— START OF Given entries —
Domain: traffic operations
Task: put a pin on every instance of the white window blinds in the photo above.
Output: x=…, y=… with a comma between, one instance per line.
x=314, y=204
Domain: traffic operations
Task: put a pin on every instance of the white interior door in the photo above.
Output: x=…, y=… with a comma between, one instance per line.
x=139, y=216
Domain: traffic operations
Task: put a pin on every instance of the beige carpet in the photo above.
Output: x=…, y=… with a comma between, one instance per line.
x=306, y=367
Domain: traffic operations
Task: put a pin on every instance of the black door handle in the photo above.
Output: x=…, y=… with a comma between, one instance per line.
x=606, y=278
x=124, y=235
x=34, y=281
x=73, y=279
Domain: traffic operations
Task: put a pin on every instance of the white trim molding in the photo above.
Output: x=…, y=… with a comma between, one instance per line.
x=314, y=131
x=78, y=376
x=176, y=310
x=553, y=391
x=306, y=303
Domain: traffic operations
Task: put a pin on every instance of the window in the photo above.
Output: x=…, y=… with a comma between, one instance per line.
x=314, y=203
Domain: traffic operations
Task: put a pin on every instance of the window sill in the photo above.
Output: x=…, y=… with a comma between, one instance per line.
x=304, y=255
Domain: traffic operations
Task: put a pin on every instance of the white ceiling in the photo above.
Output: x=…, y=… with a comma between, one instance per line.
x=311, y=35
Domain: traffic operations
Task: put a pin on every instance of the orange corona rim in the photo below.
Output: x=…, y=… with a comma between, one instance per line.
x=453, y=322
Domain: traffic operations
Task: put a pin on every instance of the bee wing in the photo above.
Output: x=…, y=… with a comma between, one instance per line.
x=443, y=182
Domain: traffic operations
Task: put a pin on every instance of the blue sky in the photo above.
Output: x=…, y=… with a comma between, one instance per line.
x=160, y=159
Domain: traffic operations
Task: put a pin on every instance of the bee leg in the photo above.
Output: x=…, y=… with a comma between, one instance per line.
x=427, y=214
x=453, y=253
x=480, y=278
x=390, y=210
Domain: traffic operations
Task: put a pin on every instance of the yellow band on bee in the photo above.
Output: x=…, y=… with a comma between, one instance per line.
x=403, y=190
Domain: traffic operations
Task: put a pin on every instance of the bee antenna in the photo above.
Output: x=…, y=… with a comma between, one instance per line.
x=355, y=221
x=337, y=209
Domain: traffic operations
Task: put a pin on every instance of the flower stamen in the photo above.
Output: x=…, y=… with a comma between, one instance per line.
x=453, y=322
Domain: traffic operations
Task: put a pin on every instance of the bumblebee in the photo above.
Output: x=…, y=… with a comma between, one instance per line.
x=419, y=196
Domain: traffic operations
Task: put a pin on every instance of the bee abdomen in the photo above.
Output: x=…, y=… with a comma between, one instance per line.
— END OF Given entries —
Begin at the first line of the rows and stop after the line that contains "x=139, y=216". Rewrite every line in that span, requests included, with each coordinate in the answers multiplied by 2.15 and rounded to a whole number, halves rounded up.

Domain: traffic operations
Task: put a pin on every instance of the white window blinds in the photo above.
Output: x=…, y=… with a comma between, one instance per line.
x=675, y=439
Domain: traffic operations
Task: put a pin on every instance of the white interior door in the photo above.
Output: x=…, y=… with a comma between, one instance per line.
x=299, y=464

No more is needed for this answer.